* _Exercise directions_:
Set down the entries once more, exactly as given.

───── Given entries

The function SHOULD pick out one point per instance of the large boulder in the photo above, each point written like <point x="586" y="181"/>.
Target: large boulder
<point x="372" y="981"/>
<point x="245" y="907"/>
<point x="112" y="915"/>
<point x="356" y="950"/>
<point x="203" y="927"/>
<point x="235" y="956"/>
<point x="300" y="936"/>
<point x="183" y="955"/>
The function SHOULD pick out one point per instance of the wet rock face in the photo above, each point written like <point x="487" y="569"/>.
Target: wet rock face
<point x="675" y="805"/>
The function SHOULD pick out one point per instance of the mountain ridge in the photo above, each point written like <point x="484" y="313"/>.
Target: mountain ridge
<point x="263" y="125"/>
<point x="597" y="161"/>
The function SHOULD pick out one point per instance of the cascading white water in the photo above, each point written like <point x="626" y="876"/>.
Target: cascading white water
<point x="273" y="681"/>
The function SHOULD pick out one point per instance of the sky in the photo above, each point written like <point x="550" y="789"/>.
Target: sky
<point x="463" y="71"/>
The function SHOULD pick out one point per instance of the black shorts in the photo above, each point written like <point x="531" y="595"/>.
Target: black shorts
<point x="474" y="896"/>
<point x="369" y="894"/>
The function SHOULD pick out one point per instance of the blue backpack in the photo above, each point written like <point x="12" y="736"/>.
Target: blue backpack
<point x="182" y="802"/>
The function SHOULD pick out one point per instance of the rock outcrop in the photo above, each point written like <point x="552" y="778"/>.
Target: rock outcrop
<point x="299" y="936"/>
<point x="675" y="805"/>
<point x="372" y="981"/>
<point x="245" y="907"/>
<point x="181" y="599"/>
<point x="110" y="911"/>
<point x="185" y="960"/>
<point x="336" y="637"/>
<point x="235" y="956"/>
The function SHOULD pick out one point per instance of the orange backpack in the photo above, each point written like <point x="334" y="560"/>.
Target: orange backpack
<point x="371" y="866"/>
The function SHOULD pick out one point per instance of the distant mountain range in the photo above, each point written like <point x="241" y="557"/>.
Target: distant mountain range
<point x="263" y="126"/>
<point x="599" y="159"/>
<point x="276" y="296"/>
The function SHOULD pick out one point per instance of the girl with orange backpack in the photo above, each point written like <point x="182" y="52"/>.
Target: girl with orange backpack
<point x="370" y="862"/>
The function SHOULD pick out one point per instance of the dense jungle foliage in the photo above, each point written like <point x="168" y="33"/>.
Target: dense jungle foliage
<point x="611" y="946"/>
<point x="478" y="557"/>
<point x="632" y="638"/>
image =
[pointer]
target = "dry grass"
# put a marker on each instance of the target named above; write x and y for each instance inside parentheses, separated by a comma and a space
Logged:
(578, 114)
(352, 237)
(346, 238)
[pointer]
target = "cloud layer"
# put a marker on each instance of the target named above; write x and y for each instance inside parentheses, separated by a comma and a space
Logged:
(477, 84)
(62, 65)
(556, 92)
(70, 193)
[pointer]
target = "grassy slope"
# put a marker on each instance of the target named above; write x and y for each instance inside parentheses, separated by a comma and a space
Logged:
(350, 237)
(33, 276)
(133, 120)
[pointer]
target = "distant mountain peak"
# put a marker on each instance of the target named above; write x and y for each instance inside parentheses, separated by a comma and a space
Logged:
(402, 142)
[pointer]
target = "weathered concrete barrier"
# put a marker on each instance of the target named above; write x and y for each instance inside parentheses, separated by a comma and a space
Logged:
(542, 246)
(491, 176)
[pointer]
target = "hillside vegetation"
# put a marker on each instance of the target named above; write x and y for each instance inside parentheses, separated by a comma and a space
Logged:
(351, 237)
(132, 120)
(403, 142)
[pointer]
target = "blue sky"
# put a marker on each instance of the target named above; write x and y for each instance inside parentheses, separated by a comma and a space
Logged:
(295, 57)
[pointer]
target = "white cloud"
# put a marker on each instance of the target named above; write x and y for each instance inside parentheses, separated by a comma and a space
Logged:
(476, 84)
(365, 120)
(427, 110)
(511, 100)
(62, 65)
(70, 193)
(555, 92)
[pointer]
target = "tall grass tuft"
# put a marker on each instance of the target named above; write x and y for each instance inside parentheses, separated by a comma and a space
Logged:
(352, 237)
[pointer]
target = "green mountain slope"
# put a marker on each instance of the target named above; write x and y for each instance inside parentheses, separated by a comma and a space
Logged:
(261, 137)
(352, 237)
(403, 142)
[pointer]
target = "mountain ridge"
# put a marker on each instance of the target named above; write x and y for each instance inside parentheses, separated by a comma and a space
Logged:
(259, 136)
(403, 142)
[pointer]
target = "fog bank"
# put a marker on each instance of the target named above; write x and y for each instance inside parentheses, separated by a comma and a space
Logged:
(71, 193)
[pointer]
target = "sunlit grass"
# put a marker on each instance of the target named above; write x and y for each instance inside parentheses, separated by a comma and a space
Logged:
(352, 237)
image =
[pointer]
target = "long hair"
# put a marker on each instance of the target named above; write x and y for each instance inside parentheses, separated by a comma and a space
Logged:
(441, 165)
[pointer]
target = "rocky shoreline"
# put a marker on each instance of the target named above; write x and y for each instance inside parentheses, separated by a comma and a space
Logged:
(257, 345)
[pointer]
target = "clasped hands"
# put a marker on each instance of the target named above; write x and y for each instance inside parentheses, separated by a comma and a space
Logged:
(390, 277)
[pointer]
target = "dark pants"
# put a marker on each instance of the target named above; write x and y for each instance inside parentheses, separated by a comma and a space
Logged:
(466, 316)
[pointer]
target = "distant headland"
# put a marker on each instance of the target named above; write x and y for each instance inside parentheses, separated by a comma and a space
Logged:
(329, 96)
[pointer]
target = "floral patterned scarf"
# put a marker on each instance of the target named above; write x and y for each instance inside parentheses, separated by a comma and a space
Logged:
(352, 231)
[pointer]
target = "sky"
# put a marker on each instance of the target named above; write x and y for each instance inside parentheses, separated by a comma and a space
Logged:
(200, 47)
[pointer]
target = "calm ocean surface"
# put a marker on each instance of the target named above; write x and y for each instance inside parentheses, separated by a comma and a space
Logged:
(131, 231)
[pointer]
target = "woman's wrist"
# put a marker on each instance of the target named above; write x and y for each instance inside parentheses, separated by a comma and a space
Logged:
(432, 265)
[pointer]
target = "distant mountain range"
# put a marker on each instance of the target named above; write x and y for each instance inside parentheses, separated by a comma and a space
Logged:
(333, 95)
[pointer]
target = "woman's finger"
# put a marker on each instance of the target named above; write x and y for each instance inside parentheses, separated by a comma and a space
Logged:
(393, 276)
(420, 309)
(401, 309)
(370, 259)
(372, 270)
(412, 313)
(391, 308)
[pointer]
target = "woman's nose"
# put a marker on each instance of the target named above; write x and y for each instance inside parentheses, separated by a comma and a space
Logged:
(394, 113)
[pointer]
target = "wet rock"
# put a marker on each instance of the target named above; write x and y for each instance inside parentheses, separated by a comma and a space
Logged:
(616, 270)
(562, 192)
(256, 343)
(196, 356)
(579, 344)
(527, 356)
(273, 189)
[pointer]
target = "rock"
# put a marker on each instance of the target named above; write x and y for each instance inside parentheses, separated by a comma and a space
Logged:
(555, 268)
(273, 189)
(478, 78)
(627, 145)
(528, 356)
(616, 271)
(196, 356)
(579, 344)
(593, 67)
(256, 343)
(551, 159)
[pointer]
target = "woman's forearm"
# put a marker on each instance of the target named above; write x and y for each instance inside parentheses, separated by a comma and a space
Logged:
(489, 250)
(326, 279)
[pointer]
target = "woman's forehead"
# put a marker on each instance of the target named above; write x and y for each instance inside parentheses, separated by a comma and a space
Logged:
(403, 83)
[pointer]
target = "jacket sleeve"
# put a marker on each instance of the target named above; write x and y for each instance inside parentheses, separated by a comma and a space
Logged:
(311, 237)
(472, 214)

──────────

* _Response to this task_:
The function SHOULD pick out one point per instance of the large boulder in the photo above, each point written like <point x="586" y="181"/>.
Target: large boulder
<point x="372" y="981"/>
<point x="245" y="907"/>
<point x="112" y="915"/>
<point x="356" y="950"/>
<point x="203" y="927"/>
<point x="235" y="956"/>
<point x="300" y="936"/>
<point x="183" y="955"/>
The function SHOULD pick out one point per instance of the wet rock face in the photo above, each point written like <point x="487" y="569"/>.
Target: wet rock face
<point x="675" y="805"/>
The function SHOULD pick out one point per instance of the mountain ridge in the photo above, each point written like <point x="484" y="313"/>.
Target: mountain ridge
<point x="263" y="125"/>
<point x="597" y="161"/>
The function SHOULD pick out one point per instance of the cascading white water in the photo above, each point written like <point x="626" y="876"/>.
Target: cascading white water
<point x="273" y="681"/>
The function SHOULD pick out one point per instance of the sky in the photo above, each point written like <point x="550" y="789"/>.
Target: sky
<point x="463" y="71"/>
The function SHOULD pick out one point per instance of the black shorts in the photo above, each point written like <point x="531" y="595"/>.
Target: black shorts
<point x="474" y="896"/>
<point x="369" y="894"/>
The function SHOULD pick out one point per instance of the blue backpack in the photo above, each point written like <point x="12" y="736"/>.
Target: blue backpack
<point x="182" y="802"/>
The function SHOULD pick out one point per instance of the rock outcrop in the photo above, each point written like <point x="552" y="778"/>.
Target: rock outcrop
<point x="299" y="936"/>
<point x="675" y="805"/>
<point x="372" y="981"/>
<point x="245" y="907"/>
<point x="181" y="599"/>
<point x="110" y="911"/>
<point x="185" y="960"/>
<point x="336" y="637"/>
<point x="235" y="956"/>
The function SHOULD pick out one point per instance of the orange backpack in the photo above, each point written like <point x="334" y="560"/>.
Target: orange backpack
<point x="371" y="866"/>
The function SHOULD pick out one point per instance of the distant mountain range in the photo above, each point written like <point x="241" y="557"/>.
Target: distant mountain range
<point x="263" y="126"/>
<point x="599" y="159"/>
<point x="276" y="296"/>
The function SHOULD pick out one point per instance of the girl with orange backpack in the photo above, each point written like <point x="182" y="52"/>.
Target: girl with orange backpack
<point x="370" y="862"/>
The function SHOULD pick out one point per instance of the dense jungle foliage in the photo above, each point written like <point x="168" y="33"/>.
Target: dense jungle foliage
<point x="611" y="946"/>
<point x="478" y="557"/>
<point x="632" y="638"/>
image =
[pointer]
target = "dry grass"
# put a marker on each instance of the target named above; write x and y for each instance inside parentheses, separated by a comma and a space
Logged:
(578, 114)
(352, 237)
(346, 238)
[pointer]
target = "cloud layer"
# put a marker on each instance of the target named above; write x and y for each instance inside parentheses, separated by a comma and a space
Logged:
(477, 84)
(62, 65)
(556, 92)
(70, 193)
[pointer]
target = "grassy slope"
# put a marker on each instance of the target named above; write x and y for each instance inside parentheses, separated by a comma and a space
Logged:
(350, 237)
(33, 276)
(133, 120)
[pointer]
target = "distant mountain peak"
# put a marker on each instance of the target named above; write x and y for each instance inside parentheses, separated by a comma and a space
Logged:
(402, 142)
[pointer]
target = "weathered concrete barrier"
# put a marker on each instance of the target named above; write x and y for each instance inside parentheses, separated by a comma and a space
Logged:
(542, 246)
(491, 176)
[pointer]
target = "hillside vegetation"
# put a marker on each instance of the target named above; write x and y for each instance inside parentheses, separated by a comma and a space
Logged:
(351, 237)
(132, 120)
(403, 142)
[pointer]
target = "blue sky"
# put a marker on each instance of the target named above; write x and y for each instance inside parentheses, separated by a comma and a space
Logged:
(295, 57)
[pointer]
target = "white cloud"
# put a marker on each instance of the target named above; write x and y for each instance inside parentheses, separated by a comma and a space
Logged:
(476, 84)
(365, 120)
(427, 110)
(511, 100)
(62, 65)
(70, 193)
(555, 92)
[pointer]
target = "tall grass tuft"
# put a marker on each instance of the target named above; write x and y for each instance inside parentheses, separated by a comma and a space
Logged:
(352, 237)
[pointer]
target = "green mountain slope"
# put a marker on each instance of the target named above; write x and y for each instance inside parentheses, separated by a comma and a space
Logged:
(261, 137)
(352, 237)
(403, 142)
[pointer]
target = "mountain ridge"
# put a marker on each instance of the target named above; write x and y for each instance inside parentheses, separated by a comma and a space
Logged:
(259, 136)
(403, 142)
[pointer]
target = "fog bank"
# put a marker on each instance of the target named above; write x and y for each instance inside parentheses, separated by a comma and a space
Logged:
(71, 193)
[pointer]
target = "sunlit grass"
# put a marker on each instance of the target named above; write x and y for each instance inside parentheses, separated by a comma and a space
Logged:
(352, 237)
image =
[pointer]
target = "long hair"
# put a marker on each instance of the target named above; write x and y for each instance inside parentheses, separated by a comma and a space
Logged:
(441, 165)
[pointer]
target = "rocky shoreline"
# put a marker on each instance of the target named above; write x and y for each instance inside parentheses, separated by a comma and a space
Logged:
(257, 345)
[pointer]
target = "clasped hands"
# put a marker on each instance of the target named above; write x and y for each instance inside parentheses, separated by a comma and a space
Logged:
(390, 277)
[pointer]
target = "dark pants"
# put a marker on each instance of the target named above; write x and y for each instance inside parentheses, separated by a comma and a space
Logged:
(466, 316)
[pointer]
target = "distant headland"
# put a marker on each instance of the target named above; write x and y for each instance inside parentheses, separated by a comma and a space
Logged:
(329, 96)
[pointer]
target = "floral patterned scarf"
# put a marker on each instance of the target named above; write x and y for each instance inside parentheses, separated by a comma and a space
Logged:
(352, 231)
[pointer]
target = "sky"
# put a marker on each instance of the target named above; write x and y for each instance inside parentheses, separated by a comma and a space
Logged:
(200, 47)
[pointer]
target = "calm ocean surface"
# put a marker on each instance of the target named above; write x and y for each instance inside parentheses, separated by a comma and a space
Logged:
(131, 231)
[pointer]
target = "woman's wrist"
# put a marker on each instance of the target named above; write x and y for each instance inside parentheses, separated by a comma and a space
Logged:
(432, 265)
[pointer]
target = "distant mountain range"
# put a marker on each instance of the target named above; write x and y for each instance inside parentheses, separated by a comma and a space
Logged:
(333, 95)
[pointer]
target = "woman's finger"
# put a marker on each instance of the target named above; write x and y for each instance inside parentheses, separated by a comma and a space
Logged:
(393, 276)
(420, 309)
(401, 309)
(370, 259)
(372, 270)
(412, 313)
(391, 308)
[pointer]
target = "woman's nose"
# put a marker on each instance of the target named above; write x and y for each instance inside parentheses, separated by a comma and a space
Logged:
(394, 113)
[pointer]
target = "wet rock"
# put a marker on each instance of the target named above; write x and y for each instance inside parentheses, separated by a comma and a space
Logged:
(616, 270)
(562, 192)
(256, 343)
(196, 356)
(579, 344)
(527, 356)
(273, 189)
[pointer]
target = "rock"
# put a marker on each instance of the target named above; write x and y for each instance inside parentheses, separated by a comma and a space
Logged:
(555, 268)
(273, 189)
(478, 78)
(627, 145)
(528, 356)
(616, 271)
(196, 356)
(579, 344)
(593, 67)
(256, 343)
(551, 159)
[pointer]
target = "woman's forearm"
# put a marker on each instance of the target named above; write x and y for each instance inside parentheses, separated by a comma and a space
Logged:
(489, 250)
(326, 279)
[pointer]
target = "woman's forehead"
# put a marker on each instance of the target named above; write x and y for each instance inside parentheses, separated by a comma and a space
Logged:
(403, 83)
[pointer]
target = "jacket sleeve"
# put a marker on each instance of the target named above; write x and y for each instance inside parentheses, separated by a comma and a space
Logged:
(311, 237)
(472, 214)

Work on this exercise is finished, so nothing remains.